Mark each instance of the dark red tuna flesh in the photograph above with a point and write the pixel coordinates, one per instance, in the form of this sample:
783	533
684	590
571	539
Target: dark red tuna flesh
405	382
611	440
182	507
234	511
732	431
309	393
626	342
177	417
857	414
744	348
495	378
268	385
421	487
________
**Your assignment**
An exact copy of all the entries above is what is needed.

**Answer to this exercise**
Mark each instance of the dark red tuna flesh in the photograph above with a point and write the pixel coordinates, one per instance, in the form of this sample:
783	533
684	590
571	539
Target: dark red tuna flesh
405	382
611	440
182	507
234	511
732	431
309	393
626	342
177	417
857	414
744	348
495	378
268	385
421	487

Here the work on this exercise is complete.